Dans cet arrêt, l’obligation faite à l’État d’incriminer avec précision tout comportement assimilable à la réduction en servitude a mis en lumière la vocation de la Convention à réglementer également les relations entre individus, et non pas seulement celles entre l’État et le justiciable.

***

Le recours individuel a également contribué à transformer le droit interne français. En effet, à partir de l’ouverture aux citoyens français du droit de recours individuel, la Cour européenne des droits de l’homme a relevé, avec le recul qui est celui d’une instance internationale, certaines lacunes de notre dispositif, pourtant développé, de protection des droits fondamentaux. Les constatations critiques de la CEDH sont des stimulants qui concourent à des progrès de la législation comme de la jurisprudence. Même sans condamnation de la CEDH, le législateur garde présentes à l’esprit les exigences de la Convention. Les juridictions elles-mêmes écoutent la Cour européenne des droits de l’homme. Les principes dégagés par la jurisprudence dynamique de la Cour EDH « infusent » ainsi la jurisprudence des juges du fond et de cassation.

La fonction créatrice du juge national a pris une dimension nouvelle avec l’émergence, dans les normes applicables, des traités internationaux. Le juge doit en effet en assurer l’application, voire la prééminence, notamment lorsqu’ils consacrent des droits fondamentaux au profit des citoyens. Le contrôle de conventionnalité ou de proportionnalité est parfois critiqué au regard des principes fondamentaux de sécurité juridique ou de prévisibilité du droit. Malgré ces inconvénients potentiels, ce contrôle répond à la nécessité pour le juge de vérifier le respect d’un juste équilibre entre les objectifs poursuivis par le législateur et les moyens utilisés pour les atteindre, lesquels ne doivent pas porter une atteinte excessive et insupportable aux droits fondamentaux d’autrui.

Il appartient alors au juge saisi de rechercher un équilibre entre des droits et, le cas échéant, de privilégier la solution la plus protectrice de l’intérêt le plus légitime.

Pour harmoniser et unifier l’application de la loi, il importe que la Cour de cassation maintienne, même dans le cadre du contrôle de conventionnalité, sa mission normative d’interprète de la loi : en développant substantiellement la motivation des décisions recourant au contrôle de conventionnalité, et en fixant des lignes de conduite claires à destination des juges du fond.

━━━━━━━━

CONSIGNE A:
Restituez les lignes des enregistrements sous forme de liste JSON de chaînes, à raison d'une chaîne par ligne et sans les lignes vides.
Les enregistrements n'ont aucun lien avec l'article.

━━━━━━━━

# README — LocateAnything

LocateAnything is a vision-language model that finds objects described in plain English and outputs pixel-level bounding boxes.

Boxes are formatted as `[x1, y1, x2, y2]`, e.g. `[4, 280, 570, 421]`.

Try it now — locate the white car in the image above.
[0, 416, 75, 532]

━━━━━━━━

CONSIGNE B:
Citez fidèlement le passage de l'article commençant par « Le recours individuel » et se poursuivant jusqu'à « et de cassation. ».

RÉPONSE A:
[
  "# README — LocateAnything",
  "LocateAnything is a vision-language model that finds objects described in plain English and outputs pixel-level bounding boxes.",
  "Boxes are formatted as `[x1, y1, x2, y2]`, e.g. `[4, 280, 570, 421]`.",
  "Try it now — locate the white car in the image above.",
  "[0, 416, 75, 532]"
]

RÉPONSE B:
Le recours individuel a également contribué à transformer le droit interne français. En effet, à partir de l’ouverture aux citoyens français du droit de recours individuel, la Cour européenne des droits de l’homme a relevé, avec le recul qui est celui d’une instance internationale, certaines lacunes de notre dispositif, pourtant développé, de protection des droits fondamentaux. Les constatations critiques de la CEDH sont des stimulants qui concourent à des progrès de la législation comme de la jurisprudence. Même sans condamnation de la CEDH, le législateur garde présentes à l’esprit les exigences de la Convention. Les juridictions elles-mêmes écoutent la Cour européenne des droits de l’homme. Les principes dégagés par la jurisprudence dynamique de la Cour EDH « infusent » ainsi la jurisprudence des juges du fond et de cassation.